_About this task_: Please write out the data exactly, line by line.

====

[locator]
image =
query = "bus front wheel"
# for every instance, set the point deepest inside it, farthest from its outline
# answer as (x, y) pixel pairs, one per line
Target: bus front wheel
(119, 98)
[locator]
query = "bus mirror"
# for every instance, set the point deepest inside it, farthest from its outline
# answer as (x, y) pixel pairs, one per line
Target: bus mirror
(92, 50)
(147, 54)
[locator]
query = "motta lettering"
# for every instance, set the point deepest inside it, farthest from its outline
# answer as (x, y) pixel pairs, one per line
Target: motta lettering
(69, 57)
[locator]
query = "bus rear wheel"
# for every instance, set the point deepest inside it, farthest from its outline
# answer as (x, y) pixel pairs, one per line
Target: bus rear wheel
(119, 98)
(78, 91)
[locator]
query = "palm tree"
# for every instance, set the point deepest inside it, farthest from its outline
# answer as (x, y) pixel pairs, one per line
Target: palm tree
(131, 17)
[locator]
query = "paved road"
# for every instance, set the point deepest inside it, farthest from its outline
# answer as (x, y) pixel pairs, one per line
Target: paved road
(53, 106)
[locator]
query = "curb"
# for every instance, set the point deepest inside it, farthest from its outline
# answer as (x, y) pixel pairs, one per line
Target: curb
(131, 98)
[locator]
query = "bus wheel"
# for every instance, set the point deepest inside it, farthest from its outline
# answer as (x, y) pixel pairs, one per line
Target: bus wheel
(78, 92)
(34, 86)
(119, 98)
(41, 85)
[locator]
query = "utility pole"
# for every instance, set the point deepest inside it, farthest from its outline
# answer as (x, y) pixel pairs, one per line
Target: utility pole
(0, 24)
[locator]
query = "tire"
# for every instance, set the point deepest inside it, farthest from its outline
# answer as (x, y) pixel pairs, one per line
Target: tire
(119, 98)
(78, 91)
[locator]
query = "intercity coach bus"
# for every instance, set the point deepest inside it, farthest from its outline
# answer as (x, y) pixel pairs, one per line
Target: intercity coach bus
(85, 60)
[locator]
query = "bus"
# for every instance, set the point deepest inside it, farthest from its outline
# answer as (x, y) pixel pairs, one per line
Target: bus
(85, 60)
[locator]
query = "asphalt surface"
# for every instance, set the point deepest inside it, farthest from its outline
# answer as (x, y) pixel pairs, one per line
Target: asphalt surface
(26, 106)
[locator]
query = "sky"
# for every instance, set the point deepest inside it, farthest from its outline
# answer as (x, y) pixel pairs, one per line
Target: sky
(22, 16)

====

_Finished exercise_:
[locator]
image =
query = "bus front wheel"
# for every instance, set the point deepest inside it, farthest from its outline
# answer as (x, y) pixel pairs, one per line
Target: bus front wheel
(119, 98)
[locator]
query = "bus mirror"
# for every instance, set the point deepest inside it, farthest from its outline
# answer as (x, y) pixel pairs, one per line
Target: bus mirror
(92, 50)
(147, 54)
[locator]
query = "motta lettering"
# for every instance, set the point deepest inside it, farthest from its outline
# answer as (x, y) pixel pairs, one per line
Target: motta lettering
(69, 57)
[locator]
query = "bus rear wheel"
# for every instance, set the point deepest inside it, farthest from its outline
# answer as (x, y) pixel pairs, one per line
Target: bus rear wheel
(119, 98)
(78, 91)
[locator]
query = "palm tree"
# for every instance, set the point deepest inside it, farthest from its outline
# answer as (x, y) pixel pairs, one per line
Target: palm tree
(131, 17)
[locator]
query = "paved road"
# for every instance, set the point deepest inside it, farthest from its outline
# answer as (x, y) pixel pairs, one per line
Target: paved road
(53, 106)
[locator]
query = "curb"
# for every instance, set the point deepest inside it, farthest from its outline
# answer as (x, y) pixel pairs, one per line
Target: curb
(131, 98)
[locator]
query = "bus wheel"
# for every instance, set the point deepest inside it, farthest from its outline
# answer as (x, y) pixel pairs, one per line
Target: bus wheel
(78, 92)
(34, 86)
(119, 98)
(41, 85)
[locator]
query = "utility pole"
# for every instance, set the point deepest inside it, farthest from its outline
# answer as (x, y) pixel pairs, one per line
Target: utility pole
(0, 24)
[locator]
query = "tire"
# for every instance, set the point deepest inside it, farthest from its outline
# answer as (x, y) pixel pairs, one per line
Target: tire
(119, 98)
(78, 91)
[locator]
query = "intercity coach bus"
# for every instance, set the point deepest inside it, farthest from its outline
# answer as (x, y) pixel pairs, one per line
Target: intercity coach bus
(85, 60)
[locator]
query = "bus"
# for every instance, set the point deepest inside it, farthest from its outline
# answer as (x, y) pixel pairs, one per line
Target: bus
(85, 60)
[locator]
query = "asphalt surface"
# for every instance, set the point deepest inside it, farthest from its outline
# answer as (x, y) pixel pairs, one per line
Target: asphalt surface
(26, 106)
[locator]
query = "sky"
# for every instance, set the point deepest inside it, farthest from its outline
# answer as (x, y) pixel pairs, one per line
Target: sky
(22, 16)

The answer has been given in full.